START DATA TO USE

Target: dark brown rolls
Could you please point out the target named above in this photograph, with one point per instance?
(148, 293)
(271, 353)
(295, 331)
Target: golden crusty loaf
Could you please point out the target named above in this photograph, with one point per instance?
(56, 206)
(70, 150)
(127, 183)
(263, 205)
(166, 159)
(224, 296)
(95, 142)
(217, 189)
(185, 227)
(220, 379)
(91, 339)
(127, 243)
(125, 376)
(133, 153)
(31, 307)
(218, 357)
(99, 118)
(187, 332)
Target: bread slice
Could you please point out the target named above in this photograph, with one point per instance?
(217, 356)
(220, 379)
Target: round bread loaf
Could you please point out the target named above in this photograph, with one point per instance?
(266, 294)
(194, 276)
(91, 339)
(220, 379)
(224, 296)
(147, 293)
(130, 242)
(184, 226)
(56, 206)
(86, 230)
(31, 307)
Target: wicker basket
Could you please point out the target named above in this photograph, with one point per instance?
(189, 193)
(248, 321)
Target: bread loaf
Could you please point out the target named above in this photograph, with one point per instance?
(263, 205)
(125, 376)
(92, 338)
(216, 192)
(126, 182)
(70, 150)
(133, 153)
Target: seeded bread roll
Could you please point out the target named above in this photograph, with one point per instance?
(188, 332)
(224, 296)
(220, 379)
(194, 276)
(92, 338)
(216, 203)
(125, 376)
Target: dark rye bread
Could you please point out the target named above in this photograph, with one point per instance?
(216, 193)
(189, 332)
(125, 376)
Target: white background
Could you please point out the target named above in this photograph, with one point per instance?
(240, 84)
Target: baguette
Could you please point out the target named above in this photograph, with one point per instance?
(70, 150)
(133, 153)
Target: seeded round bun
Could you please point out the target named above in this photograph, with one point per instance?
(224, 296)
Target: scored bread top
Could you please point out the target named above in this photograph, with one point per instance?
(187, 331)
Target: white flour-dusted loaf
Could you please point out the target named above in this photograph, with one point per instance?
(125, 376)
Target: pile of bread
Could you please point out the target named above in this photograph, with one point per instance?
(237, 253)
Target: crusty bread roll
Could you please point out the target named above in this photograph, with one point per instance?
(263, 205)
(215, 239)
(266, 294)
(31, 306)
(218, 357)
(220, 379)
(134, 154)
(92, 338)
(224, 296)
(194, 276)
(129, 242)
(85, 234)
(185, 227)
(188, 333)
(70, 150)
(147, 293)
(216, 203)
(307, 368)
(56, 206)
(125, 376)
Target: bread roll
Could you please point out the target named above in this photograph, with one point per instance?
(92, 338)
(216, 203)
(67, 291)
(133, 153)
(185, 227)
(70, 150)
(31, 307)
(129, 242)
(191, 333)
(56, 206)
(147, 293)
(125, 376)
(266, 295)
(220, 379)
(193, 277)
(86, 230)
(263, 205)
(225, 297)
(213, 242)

END DATA TO USE

◆ WHAT YOU ARE ASKED TO DO ◆
Could you transcribe the records in full, exactly?

◆ SOLVED PROBLEM ◆
Target: dark brown rolls
Could you please point out the target named above in this photograph, with one point per instance?
(148, 293)
(271, 353)
(295, 331)
Target: golden crusty loaf
Could you please point out the target named above in this photograph, with one point per instance?
(56, 206)
(70, 150)
(127, 183)
(263, 205)
(166, 159)
(224, 296)
(95, 142)
(217, 189)
(185, 227)
(220, 379)
(91, 339)
(127, 243)
(125, 376)
(133, 153)
(31, 307)
(218, 357)
(99, 118)
(187, 332)
Target: bread slice
Could you please point out the target named above in this photograph, with one point per instance?
(217, 356)
(220, 379)
Target: round bread loaf
Could you please point out the target named above in this photograph, with one point per instance?
(266, 294)
(194, 276)
(91, 339)
(220, 379)
(224, 296)
(147, 293)
(130, 242)
(184, 226)
(56, 206)
(86, 230)
(31, 307)
Target: wicker basket
Could you please point out the target named above in this photograph, with one point per instance?
(189, 193)
(248, 321)
Target: bread loaf
Could you please point out the target named above in this photograph, with one point per instance?
(263, 205)
(125, 376)
(92, 338)
(216, 192)
(126, 182)
(70, 150)
(133, 153)
Target: seeded bread roll
Could you please point out the target named above in this photograph, with one point per instance?
(188, 332)
(224, 296)
(220, 379)
(194, 276)
(92, 338)
(216, 203)
(125, 376)
Target: dark rye bread
Could you please point out the target named above in this photograph, with one point per instance?
(216, 193)
(189, 332)
(125, 376)
Target: white background
Could you please point out the target named above in this photograph, with one point per instance?
(240, 84)
Target: baguette
Could you please point out the target named above in this photograph, with one point per instance?
(70, 150)
(133, 153)
Target: seeded round bun
Could you please point out the target named above in this photograph, with one point per instance?
(224, 296)
Target: scored bread top
Could you please point out the target named above in this photograph, with one point per instance?
(187, 331)
Target: white flour-dusted loaf
Could you please point out the target named above in this photograph, with one point per instance?
(125, 376)
Target: pile of bread
Could you please point out the target named above in this photograph, with one point per instance?
(237, 253)
Target: crusty bread roll
Could you please point out the target named above in this photograph, with one point per instance?
(263, 205)
(215, 239)
(266, 294)
(31, 306)
(218, 357)
(220, 379)
(134, 154)
(92, 338)
(224, 296)
(194, 276)
(129, 242)
(85, 234)
(185, 227)
(188, 333)
(70, 150)
(147, 293)
(216, 203)
(307, 368)
(56, 206)
(125, 376)
Target: bread roll
Could you please point out the target named above in this photograph, with one point per instance?
(92, 338)
(216, 203)
(67, 291)
(133, 153)
(185, 227)
(70, 150)
(31, 307)
(129, 242)
(191, 333)
(56, 206)
(147, 293)
(125, 376)
(266, 295)
(220, 379)
(193, 277)
(86, 230)
(263, 205)
(225, 297)
(213, 242)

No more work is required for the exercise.